L’Occidente ha privilegiato in maniera esclusiva il “positivo”,
l’ “empirico”, la realtà fattuale, l’experimentum
la logica, l’argomentazione chiara, la religione istituzionale. Non poteva
tenere in nessun conto l’esperienza religiosa che appare un’intuizione,
un sentimento, un’illuminazione, un’esperienza personale privata non
documentabile, arbitraria, non soggetta a regole.
Nella visione corrente molti ritengono che le esperienze non sono e non possono
essere oggetto di studio. In particolare, per negare il valore dell’esperienza
religiosa ci si appella a livello cognitivo al concetto di qualia riconducendo
il concetto di esperienza religiosa a tale idea sviluppatasi nell’ambito
cognitivistico. Ne parla D. Dennett, in particolare per sostenere che non abbiamo
alcuna possibilità di chiarire e di rendere ragione delle esperienze soggettive:
si tratta infatti di esperienze personali, inafferrabili. I qualia sono infatti
le qualità che noi attribuiamo ai percepiti. Ora queste qualità
- come ad esempio la risonanza del colore rosso dentro di noi - sono sicuramete
intraducibili, soggettive, non hanno realtà alcuna.
2.
Anche la Chiesa ha alimentato il sospetto.
La Chiesa non ha mai dato troppo spazio all’esperienza religiosa e alla
mistica, a Dio interior intimo meo di S. Agostino. Dovendo anzitutto proteggere
l’istituzione, ha cercato di mettere a tacere l’esperienza religiosa
perché l’esperienza può creare un pericolo per l’istituzione
infatti non è controllabile. Il potere ha bisogno di controllare ogni cosa.
Nella Chiesa si parla di “carisma” per indicare un’esperienza
forte: il carisma è l’esperienza religiosa di un leader che trova
poi modo di imporsi. E’ un grande valore riconosciuto in tutto il mondo
delle religioni, ma il carisma non è libero, tenuto a bada dall’Istituzione
perché signfica un pericolo di sfaldamento del potere, di divisione del
gruppo e di frammentarietà della dottrina.
L’ “antimodernismo” della Chiesa di Pio X agli inizi del XX
sec. non si spiega e molti non sanno che cosa sia. In una parola semplice si è
trattato dell’opposizione ferrea della Chiesa cattolica all’esperienza
religiosa e cristiana. Le idee che si stavano diffondendo in tutta Europa vennero
combattute aspramente dalla Chiesa di Roma, la quale vi aveva scorto un pericolo
per il potere della Chiesa.
Le esperienze religiose private vengono valutate attentamente e solo se ripetono
le verità ufficiali della Chiesa vengono eventualmente approvate (Lourdes,
Fatima, le lacrime della Madonna di Civitavecchia ecc.). I “miracoli”
comprovano esperienze religiose ancora se e soltanto quando sono in sintonia con
gli insegnamenti della Chiesa. L’affermazione di base sta infatti nel ritenere
che la “rivelazione è terminata” e dunque non ci possono essere
altre verità, se non si tratta di verità che confermano il già
esistente.

:: Dati raccolti ::
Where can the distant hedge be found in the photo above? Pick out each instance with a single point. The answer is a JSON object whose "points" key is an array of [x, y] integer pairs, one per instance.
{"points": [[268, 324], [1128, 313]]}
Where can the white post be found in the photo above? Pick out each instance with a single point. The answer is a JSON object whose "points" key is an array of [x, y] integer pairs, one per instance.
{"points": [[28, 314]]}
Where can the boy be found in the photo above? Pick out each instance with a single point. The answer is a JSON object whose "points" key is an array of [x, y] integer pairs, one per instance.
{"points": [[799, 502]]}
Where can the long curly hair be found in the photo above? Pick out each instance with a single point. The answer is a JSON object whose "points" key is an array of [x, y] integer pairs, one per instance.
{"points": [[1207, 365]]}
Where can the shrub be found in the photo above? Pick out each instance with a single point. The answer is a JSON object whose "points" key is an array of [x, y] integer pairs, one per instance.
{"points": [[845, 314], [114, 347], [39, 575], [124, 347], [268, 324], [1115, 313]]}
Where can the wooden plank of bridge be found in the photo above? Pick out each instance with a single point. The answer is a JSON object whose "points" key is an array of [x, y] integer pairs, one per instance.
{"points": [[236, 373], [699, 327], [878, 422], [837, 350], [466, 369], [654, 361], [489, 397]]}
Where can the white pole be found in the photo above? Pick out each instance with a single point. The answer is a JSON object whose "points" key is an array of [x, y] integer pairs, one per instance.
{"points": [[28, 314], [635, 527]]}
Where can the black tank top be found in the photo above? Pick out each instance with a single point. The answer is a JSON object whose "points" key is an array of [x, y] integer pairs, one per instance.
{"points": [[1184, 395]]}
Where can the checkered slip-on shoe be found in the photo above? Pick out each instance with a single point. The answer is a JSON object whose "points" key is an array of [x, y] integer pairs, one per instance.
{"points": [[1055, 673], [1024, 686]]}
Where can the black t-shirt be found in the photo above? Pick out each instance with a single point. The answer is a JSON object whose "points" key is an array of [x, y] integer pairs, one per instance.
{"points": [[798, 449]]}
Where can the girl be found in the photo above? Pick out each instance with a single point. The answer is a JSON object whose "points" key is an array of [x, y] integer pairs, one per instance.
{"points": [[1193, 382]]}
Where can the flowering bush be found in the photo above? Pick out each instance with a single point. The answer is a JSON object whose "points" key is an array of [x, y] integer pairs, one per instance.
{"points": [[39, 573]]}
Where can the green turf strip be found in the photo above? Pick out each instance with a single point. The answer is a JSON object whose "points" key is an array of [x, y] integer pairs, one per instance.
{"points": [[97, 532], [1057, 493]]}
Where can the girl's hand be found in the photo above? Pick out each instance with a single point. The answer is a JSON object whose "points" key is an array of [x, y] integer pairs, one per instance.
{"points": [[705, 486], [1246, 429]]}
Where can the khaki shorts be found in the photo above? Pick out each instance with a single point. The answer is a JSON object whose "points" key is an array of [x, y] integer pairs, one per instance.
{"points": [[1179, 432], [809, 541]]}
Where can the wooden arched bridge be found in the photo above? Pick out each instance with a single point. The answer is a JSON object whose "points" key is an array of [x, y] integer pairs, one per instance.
* * *
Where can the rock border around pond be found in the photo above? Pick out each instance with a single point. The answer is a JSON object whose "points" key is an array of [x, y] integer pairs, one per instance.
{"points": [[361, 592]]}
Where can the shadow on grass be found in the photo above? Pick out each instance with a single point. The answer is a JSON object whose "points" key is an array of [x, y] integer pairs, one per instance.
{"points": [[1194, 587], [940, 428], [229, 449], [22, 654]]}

:: Da fare ::
- A) Secondo l'estratto, a quale papa viene collegato l'"antimodernismo" della Chiesa agli inizi del XX secolo?
- B) Trascrivi dall'estratto tutto il passo che va da "L’Occidente ha privilegiato" giù fino a "soggetta a regole.".

:: Soluzioni dei compiti ::
- A) A Pio X.

- B)
L’Occidente ha privilegiato in maniera esclusiva il “positivo”,
l’ “empirico”, la realtà fattuale, l’experimentum
la logica, l’argomentazione chiara, la religione istituzionale. Non poteva
tenere in nessun conto l’esperienza religiosa che appare un’intuizione,
un sentimento, un’illuminazione, un’esperienza personale privata non
documentabile, arbitraria, non soggetta a regole.